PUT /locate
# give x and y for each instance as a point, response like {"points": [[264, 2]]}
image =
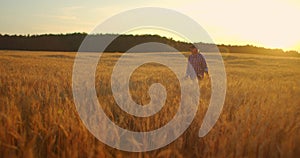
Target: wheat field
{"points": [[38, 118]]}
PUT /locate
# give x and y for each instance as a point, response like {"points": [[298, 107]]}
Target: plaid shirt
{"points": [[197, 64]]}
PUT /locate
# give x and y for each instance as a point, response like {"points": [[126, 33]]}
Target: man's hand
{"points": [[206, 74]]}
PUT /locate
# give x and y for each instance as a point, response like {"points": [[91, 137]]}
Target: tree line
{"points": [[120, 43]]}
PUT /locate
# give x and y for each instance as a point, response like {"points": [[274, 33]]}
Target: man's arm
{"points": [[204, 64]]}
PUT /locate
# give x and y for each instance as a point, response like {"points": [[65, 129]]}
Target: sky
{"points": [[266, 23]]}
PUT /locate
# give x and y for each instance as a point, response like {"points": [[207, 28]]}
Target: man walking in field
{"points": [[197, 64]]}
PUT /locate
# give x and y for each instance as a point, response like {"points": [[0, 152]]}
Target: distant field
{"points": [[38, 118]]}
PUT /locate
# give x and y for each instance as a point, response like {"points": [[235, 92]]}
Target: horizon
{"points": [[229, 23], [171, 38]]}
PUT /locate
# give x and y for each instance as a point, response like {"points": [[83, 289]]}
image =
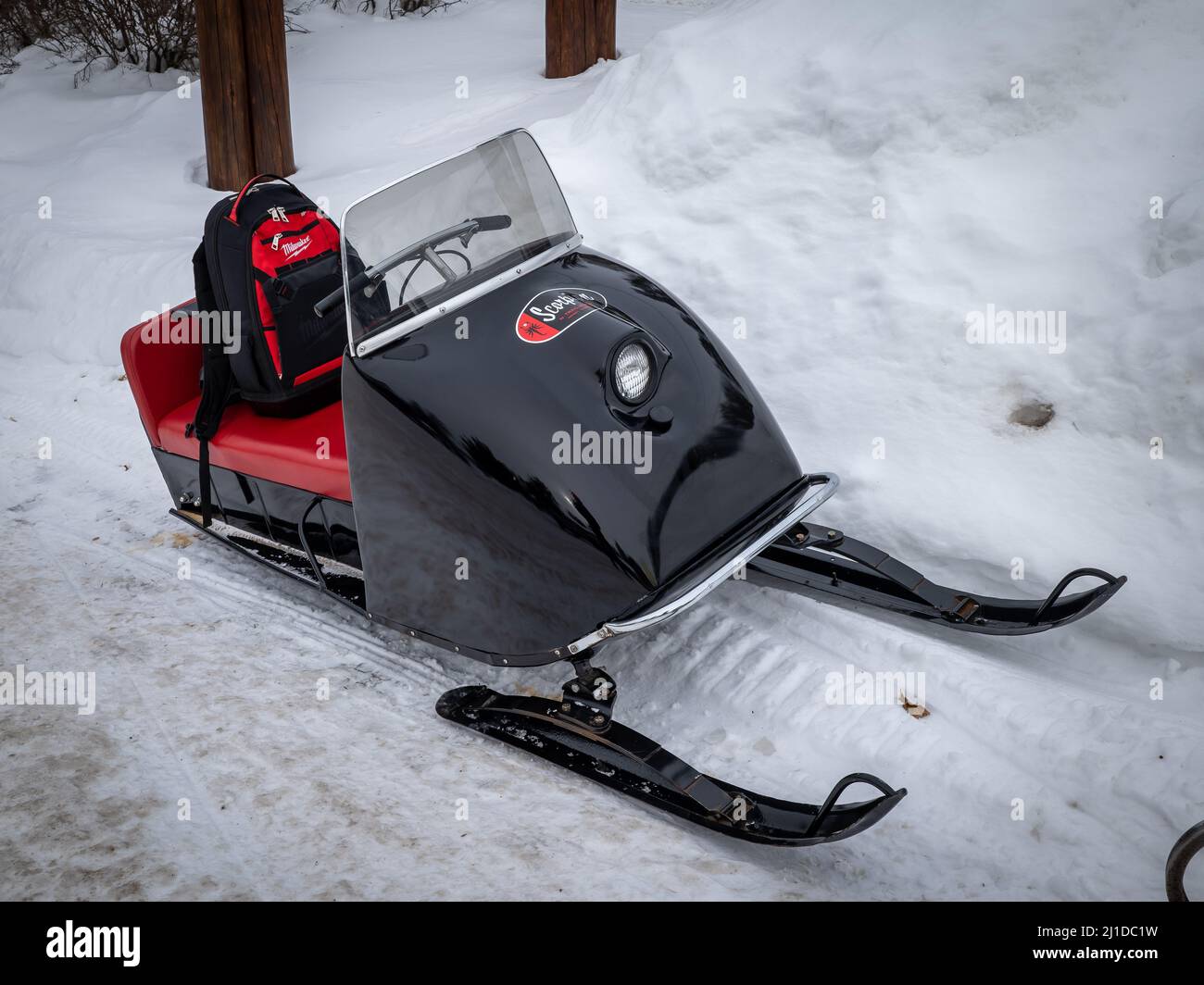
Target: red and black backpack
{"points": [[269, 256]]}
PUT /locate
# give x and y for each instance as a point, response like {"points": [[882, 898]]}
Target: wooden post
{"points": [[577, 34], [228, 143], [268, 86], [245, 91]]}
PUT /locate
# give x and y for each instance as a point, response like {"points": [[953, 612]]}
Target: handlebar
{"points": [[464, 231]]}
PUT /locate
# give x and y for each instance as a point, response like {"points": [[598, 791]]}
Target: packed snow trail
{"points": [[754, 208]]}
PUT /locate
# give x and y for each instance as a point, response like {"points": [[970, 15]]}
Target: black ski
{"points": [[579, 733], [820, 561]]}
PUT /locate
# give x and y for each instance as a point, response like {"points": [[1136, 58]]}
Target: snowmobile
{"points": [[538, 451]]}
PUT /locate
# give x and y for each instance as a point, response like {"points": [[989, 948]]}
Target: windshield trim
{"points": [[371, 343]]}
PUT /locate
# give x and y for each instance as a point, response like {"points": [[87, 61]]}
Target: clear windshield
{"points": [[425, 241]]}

####################

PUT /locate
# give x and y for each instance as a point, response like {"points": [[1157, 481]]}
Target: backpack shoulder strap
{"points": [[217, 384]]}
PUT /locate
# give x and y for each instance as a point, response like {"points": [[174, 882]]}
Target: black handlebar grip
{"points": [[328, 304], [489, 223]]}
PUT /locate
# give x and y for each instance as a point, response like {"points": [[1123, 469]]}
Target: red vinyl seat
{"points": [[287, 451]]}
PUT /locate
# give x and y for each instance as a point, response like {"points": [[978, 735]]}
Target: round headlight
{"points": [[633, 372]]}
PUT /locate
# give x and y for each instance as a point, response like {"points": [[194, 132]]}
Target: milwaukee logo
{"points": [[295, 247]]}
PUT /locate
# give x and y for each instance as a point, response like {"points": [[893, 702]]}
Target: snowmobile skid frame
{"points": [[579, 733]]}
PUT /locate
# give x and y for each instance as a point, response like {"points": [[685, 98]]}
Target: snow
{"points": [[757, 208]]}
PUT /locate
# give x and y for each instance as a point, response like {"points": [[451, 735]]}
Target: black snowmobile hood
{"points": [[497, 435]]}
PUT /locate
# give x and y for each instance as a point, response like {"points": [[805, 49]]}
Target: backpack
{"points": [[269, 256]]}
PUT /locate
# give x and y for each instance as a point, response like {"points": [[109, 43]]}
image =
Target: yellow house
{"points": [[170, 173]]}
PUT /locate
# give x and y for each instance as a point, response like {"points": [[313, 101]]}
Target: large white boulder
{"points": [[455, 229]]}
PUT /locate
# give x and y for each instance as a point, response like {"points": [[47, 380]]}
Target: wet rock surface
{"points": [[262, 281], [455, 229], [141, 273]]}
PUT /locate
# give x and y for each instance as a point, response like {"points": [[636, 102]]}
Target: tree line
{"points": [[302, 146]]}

####################

◆ 과제: 기록 가운데 "field"라는 문자열이 들어 있는 줄을 모두 찾아, 각 줄을 빠짐없이 그대로 옮겨 보고해 주세요.

◆ 과제 결과:
Target: wheat field
Target: man walking in field
Target: distant field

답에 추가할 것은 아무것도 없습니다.